[Aim of the task]
According to the text on carpal tunnel syndrome, what are the standard medical treatments for the condition?

-- Given text follows --

Treatment of Carpal Tunnel Syndrome: The Conventional Approach
Carpal Tunnel Syndrome
By Dr. David Williams
In his article on conventional approaches to treating Carpal Tunnel Syndrome, Dr David Williams makes a number of succinct points:
- Traditiional remedies may relieve symptoms but don’t correct the problem
- There are specific risks associated with these remedies
- There are a few predetermined steps in the conventional approach
- The final step is alway surgery.
According to Dr Williams ………
Relieving symptoms … not correcting the problem
The standard medical treatments for carpal tunnel syndrome are immobilization using a wrist splint or brace, cortisone injections, and surgery.
Unfortunately, none of these treatments has been found to be effective in the long term because they do not correct the underlying problems that lead to carpal tunnel syndrome in the first place.
Specific Risks Associated With Conventional Therapies
Braces. Wearing a brace is a great way to treat carpal tunnel syndrome, the ones most doctors recommend don’t solve the problem over the long-term and, in some cases, may actually do more harm than good.

-- Given text concluded --
-- Data for analysis follows --

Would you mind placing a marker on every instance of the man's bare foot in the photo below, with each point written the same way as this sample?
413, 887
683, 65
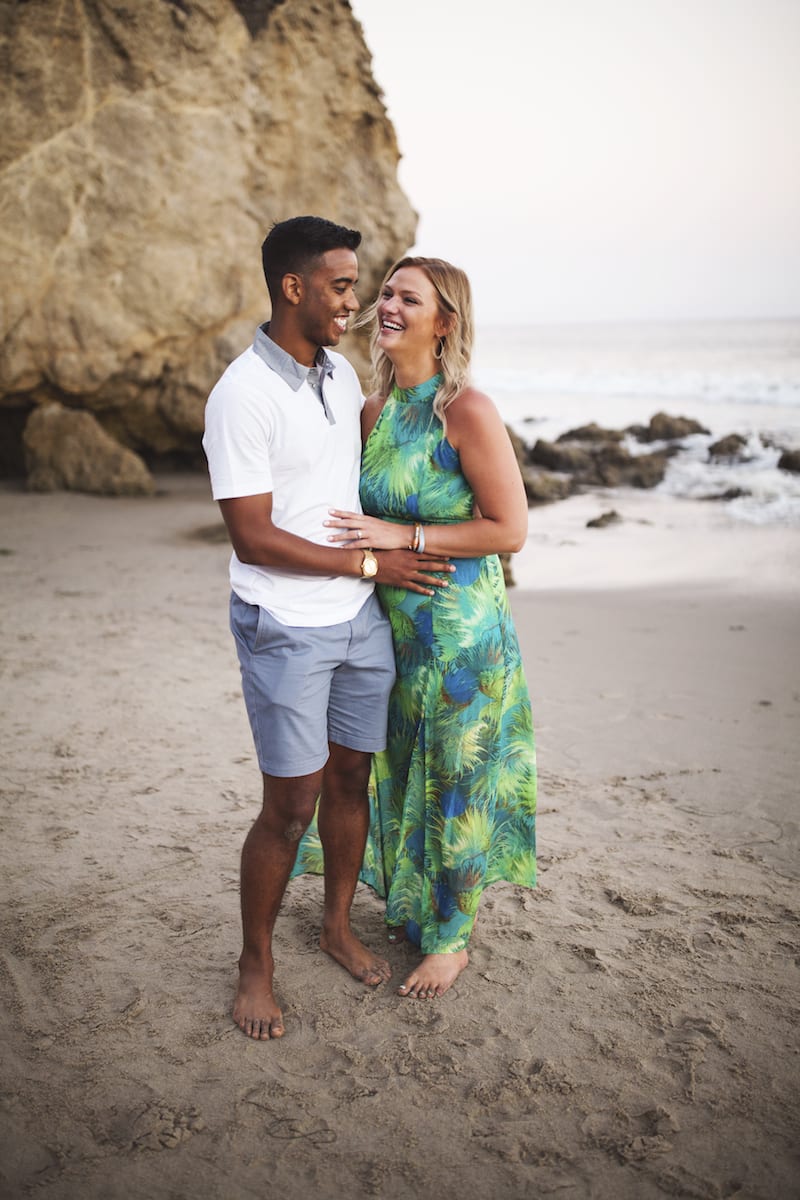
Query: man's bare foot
434, 975
256, 1012
355, 958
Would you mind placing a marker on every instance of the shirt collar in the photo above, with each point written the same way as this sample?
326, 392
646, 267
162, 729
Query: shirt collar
283, 364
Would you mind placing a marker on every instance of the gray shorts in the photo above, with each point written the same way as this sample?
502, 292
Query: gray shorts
305, 687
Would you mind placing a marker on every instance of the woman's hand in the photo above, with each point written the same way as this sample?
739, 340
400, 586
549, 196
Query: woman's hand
356, 529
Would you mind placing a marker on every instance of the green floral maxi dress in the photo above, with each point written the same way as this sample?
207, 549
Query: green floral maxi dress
455, 792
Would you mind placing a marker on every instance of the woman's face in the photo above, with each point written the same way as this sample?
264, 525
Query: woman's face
409, 321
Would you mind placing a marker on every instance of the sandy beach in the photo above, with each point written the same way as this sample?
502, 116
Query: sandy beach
626, 1031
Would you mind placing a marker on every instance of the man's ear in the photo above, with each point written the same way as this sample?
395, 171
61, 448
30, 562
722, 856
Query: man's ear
292, 288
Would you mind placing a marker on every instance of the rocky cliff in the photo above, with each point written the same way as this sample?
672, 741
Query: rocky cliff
145, 150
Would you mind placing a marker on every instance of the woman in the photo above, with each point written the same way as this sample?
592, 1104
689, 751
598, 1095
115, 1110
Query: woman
456, 787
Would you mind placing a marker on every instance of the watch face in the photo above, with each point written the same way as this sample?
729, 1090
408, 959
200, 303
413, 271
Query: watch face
370, 564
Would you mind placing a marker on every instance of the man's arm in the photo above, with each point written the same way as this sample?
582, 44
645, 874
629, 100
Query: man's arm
258, 541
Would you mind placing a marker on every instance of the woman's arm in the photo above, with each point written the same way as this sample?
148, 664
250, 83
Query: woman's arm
476, 431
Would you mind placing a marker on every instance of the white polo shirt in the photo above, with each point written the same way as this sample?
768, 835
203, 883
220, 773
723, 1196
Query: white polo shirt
266, 430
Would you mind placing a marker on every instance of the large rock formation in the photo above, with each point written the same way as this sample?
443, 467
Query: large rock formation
145, 150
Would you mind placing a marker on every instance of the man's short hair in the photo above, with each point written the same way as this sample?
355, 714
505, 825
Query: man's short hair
292, 247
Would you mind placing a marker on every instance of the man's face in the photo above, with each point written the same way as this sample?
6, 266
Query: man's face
329, 297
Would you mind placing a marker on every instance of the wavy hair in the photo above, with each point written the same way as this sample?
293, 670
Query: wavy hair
455, 298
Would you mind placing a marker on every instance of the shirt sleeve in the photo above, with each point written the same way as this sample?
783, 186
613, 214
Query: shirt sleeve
236, 442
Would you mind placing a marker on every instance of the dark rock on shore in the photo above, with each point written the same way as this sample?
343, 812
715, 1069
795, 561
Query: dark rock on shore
731, 493
146, 150
591, 432
601, 465
789, 461
663, 427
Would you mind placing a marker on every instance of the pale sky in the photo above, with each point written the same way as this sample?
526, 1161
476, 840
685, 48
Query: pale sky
601, 160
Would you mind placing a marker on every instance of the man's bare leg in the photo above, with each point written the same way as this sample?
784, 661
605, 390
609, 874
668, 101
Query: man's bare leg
343, 822
268, 857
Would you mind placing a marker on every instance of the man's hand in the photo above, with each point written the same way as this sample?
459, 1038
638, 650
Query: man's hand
411, 570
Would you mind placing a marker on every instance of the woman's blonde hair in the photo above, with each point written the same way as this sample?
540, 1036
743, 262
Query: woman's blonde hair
455, 299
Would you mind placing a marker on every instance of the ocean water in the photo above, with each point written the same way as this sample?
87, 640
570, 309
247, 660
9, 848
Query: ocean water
733, 377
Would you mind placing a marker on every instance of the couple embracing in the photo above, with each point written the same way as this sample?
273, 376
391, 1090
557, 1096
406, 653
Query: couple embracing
380, 666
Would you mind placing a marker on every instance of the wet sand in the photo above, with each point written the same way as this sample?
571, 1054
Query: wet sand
625, 1031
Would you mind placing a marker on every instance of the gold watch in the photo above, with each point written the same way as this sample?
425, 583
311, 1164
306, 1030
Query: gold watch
368, 565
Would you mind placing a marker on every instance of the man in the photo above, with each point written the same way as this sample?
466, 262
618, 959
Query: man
283, 444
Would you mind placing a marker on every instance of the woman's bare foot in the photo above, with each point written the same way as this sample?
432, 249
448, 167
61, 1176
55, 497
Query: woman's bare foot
434, 975
355, 958
256, 1011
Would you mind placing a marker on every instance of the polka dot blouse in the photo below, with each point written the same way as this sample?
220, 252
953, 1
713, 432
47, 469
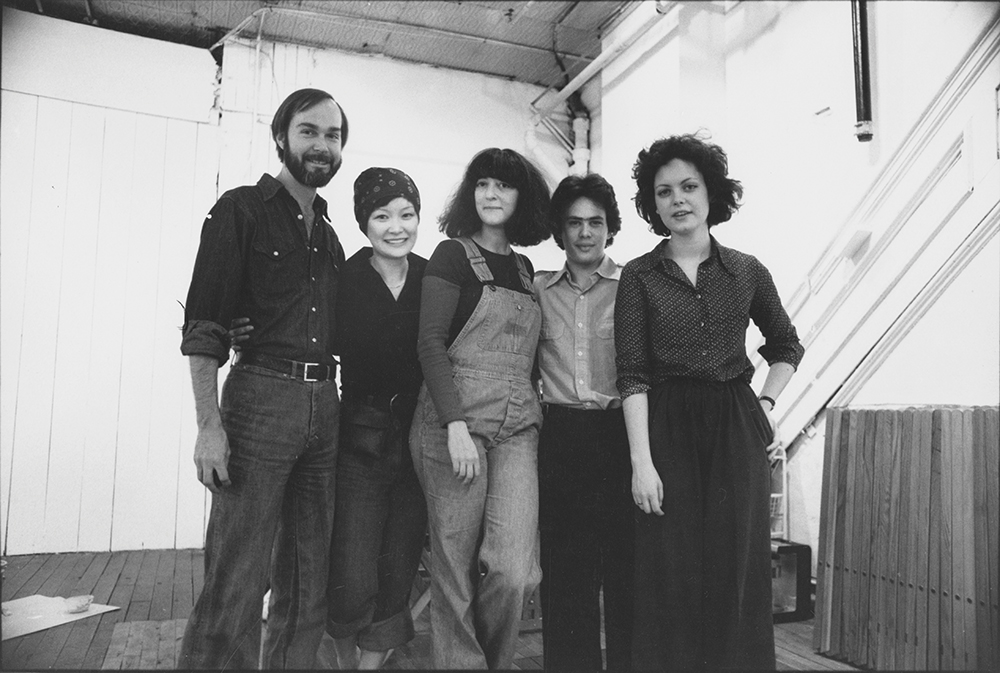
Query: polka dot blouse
665, 326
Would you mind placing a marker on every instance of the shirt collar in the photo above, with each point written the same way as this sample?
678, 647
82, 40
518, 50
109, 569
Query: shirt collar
608, 269
726, 256
270, 187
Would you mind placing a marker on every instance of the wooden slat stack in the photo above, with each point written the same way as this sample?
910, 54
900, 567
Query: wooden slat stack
907, 565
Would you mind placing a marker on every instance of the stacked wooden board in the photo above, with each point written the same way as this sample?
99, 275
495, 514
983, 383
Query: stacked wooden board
907, 560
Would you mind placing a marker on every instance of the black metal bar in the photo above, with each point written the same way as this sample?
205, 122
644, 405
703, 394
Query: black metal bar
862, 72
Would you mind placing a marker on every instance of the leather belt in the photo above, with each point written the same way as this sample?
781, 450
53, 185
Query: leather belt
303, 371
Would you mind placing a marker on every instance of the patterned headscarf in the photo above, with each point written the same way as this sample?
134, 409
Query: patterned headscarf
376, 187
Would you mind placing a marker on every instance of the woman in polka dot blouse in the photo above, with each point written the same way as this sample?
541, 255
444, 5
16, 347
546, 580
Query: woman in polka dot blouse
699, 437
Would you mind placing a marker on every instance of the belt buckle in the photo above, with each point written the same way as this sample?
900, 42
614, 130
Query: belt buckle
305, 374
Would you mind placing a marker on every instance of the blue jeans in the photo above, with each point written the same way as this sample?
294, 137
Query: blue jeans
283, 441
378, 535
482, 535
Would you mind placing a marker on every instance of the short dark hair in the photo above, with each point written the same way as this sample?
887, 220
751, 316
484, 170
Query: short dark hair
591, 186
297, 101
724, 193
528, 225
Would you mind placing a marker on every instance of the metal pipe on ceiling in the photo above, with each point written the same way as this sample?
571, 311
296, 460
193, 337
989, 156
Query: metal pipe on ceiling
90, 13
391, 25
862, 71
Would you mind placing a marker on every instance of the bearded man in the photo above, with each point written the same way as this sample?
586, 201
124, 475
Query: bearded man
268, 452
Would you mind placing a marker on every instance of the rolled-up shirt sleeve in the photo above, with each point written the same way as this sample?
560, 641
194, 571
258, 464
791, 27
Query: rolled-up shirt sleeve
216, 283
632, 347
781, 341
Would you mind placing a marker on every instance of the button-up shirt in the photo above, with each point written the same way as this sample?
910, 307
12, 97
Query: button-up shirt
576, 349
665, 326
255, 260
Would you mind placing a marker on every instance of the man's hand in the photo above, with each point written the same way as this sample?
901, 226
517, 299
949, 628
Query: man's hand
211, 458
239, 332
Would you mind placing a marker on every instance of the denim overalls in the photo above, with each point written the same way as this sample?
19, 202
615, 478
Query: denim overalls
483, 534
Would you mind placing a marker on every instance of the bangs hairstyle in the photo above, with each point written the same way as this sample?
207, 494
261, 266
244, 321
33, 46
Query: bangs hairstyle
298, 101
529, 223
724, 193
591, 186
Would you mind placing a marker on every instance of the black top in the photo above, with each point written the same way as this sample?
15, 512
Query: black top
665, 326
377, 335
449, 262
255, 260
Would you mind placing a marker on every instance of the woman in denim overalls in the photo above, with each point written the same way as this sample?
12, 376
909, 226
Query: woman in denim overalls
475, 430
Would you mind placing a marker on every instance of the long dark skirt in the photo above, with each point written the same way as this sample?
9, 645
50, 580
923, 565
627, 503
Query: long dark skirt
703, 569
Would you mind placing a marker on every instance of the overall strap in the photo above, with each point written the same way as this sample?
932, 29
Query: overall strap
478, 262
522, 271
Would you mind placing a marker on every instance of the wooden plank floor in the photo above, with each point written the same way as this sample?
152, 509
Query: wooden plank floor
155, 590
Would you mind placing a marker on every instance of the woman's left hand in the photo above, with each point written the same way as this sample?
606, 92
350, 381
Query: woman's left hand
776, 441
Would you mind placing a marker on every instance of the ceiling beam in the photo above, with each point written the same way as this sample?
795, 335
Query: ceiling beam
394, 25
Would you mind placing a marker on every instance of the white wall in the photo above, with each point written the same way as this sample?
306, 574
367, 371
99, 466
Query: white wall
106, 168
925, 190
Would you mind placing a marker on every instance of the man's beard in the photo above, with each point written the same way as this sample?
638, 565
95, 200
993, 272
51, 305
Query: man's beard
311, 177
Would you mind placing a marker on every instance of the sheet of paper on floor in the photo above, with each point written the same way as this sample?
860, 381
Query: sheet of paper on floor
36, 613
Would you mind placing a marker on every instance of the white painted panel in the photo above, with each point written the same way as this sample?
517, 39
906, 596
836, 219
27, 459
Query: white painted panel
135, 407
17, 129
192, 498
170, 288
955, 342
106, 367
30, 463
73, 61
73, 345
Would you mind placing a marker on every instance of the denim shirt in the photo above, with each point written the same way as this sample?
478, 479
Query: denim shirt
255, 261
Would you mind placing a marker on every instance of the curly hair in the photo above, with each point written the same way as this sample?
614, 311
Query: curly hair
300, 101
724, 192
591, 186
528, 225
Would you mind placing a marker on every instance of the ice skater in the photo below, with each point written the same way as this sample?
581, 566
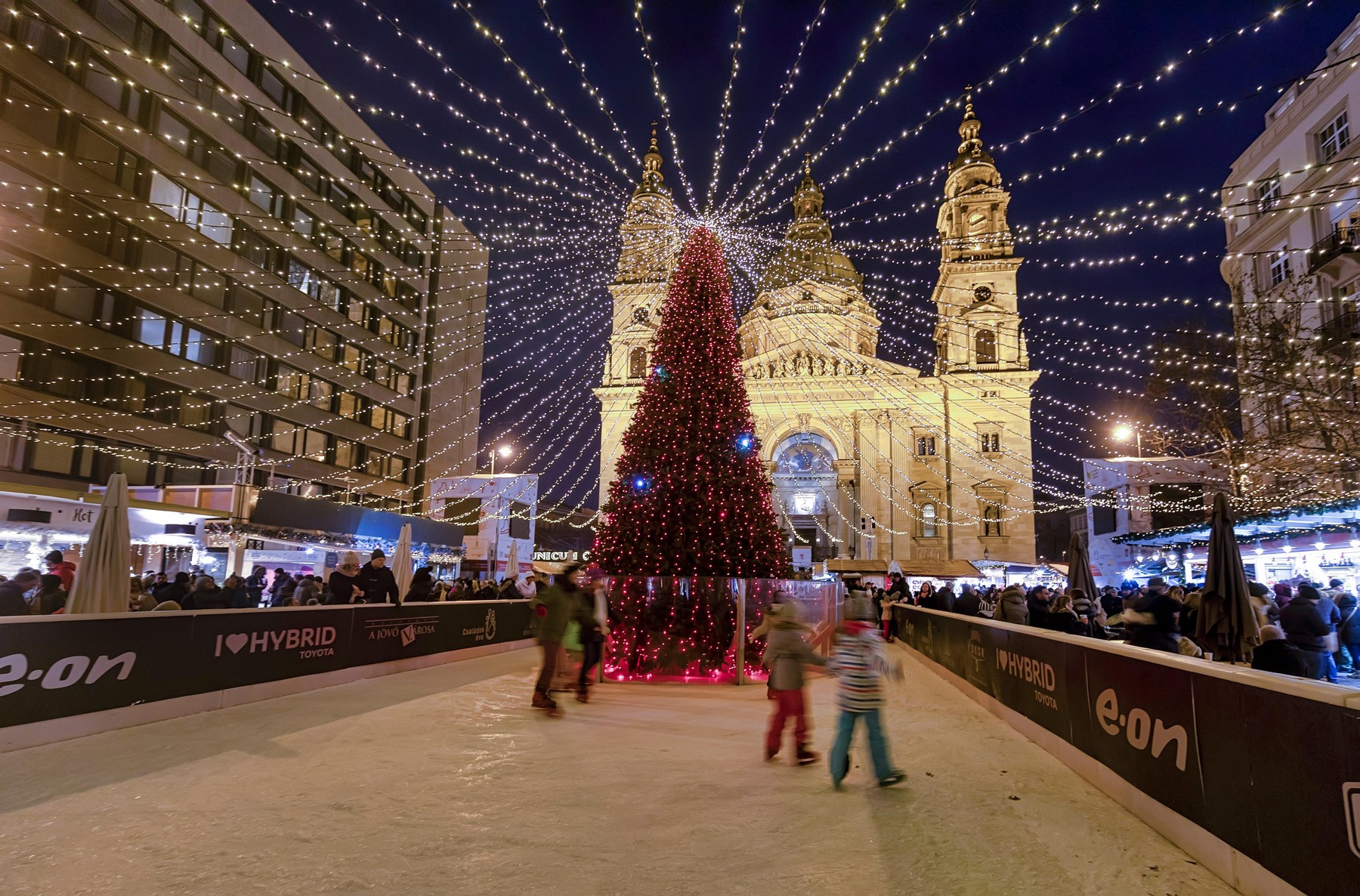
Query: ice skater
552, 608
785, 656
860, 663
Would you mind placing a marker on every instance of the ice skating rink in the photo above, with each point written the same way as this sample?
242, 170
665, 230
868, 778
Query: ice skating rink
444, 780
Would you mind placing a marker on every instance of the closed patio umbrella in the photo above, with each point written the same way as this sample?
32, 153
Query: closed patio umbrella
1227, 626
102, 578
401, 562
1079, 569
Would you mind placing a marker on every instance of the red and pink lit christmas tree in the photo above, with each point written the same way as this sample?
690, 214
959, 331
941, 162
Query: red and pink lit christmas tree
691, 495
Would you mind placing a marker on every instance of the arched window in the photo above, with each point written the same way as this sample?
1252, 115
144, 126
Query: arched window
985, 347
637, 363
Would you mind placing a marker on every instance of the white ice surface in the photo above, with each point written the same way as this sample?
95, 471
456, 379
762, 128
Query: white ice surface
444, 780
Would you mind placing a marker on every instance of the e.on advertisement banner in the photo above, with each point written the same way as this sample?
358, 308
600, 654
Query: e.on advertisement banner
57, 666
1273, 775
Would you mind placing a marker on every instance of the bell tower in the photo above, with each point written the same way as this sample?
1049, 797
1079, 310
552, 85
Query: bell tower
648, 258
978, 323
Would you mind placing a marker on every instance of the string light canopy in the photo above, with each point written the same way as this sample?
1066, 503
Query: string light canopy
543, 183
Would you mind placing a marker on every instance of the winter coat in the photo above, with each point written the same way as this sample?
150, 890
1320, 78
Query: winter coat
422, 589
255, 588
1038, 610
1065, 622
552, 610
1266, 610
238, 597
209, 598
379, 583
49, 601
1012, 608
787, 653
1349, 608
967, 604
860, 661
11, 600
1303, 624
1329, 613
306, 590
1156, 627
340, 589
1088, 608
173, 592
1281, 657
67, 571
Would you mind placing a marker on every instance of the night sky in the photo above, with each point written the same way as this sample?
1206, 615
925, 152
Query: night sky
550, 312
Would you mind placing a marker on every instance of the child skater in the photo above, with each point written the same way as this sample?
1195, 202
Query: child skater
861, 661
785, 656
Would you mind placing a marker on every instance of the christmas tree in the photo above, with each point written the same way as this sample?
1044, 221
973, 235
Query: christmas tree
691, 496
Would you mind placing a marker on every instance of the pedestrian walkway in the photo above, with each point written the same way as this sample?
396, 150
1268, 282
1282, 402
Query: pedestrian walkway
442, 780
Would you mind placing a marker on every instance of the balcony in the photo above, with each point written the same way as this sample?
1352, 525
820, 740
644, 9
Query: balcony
1337, 255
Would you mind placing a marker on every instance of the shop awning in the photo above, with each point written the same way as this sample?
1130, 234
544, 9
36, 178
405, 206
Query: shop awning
36, 511
1332, 517
865, 567
938, 569
311, 514
910, 569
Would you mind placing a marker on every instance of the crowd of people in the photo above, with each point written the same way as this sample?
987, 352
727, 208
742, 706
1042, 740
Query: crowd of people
1307, 630
33, 592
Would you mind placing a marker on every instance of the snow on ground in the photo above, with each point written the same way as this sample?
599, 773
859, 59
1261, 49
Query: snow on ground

-- Data for analysis concluded --

[Written response]
The standard medical treatments are immobilization using a wrist splint or brace, cortisone injections, and surgery.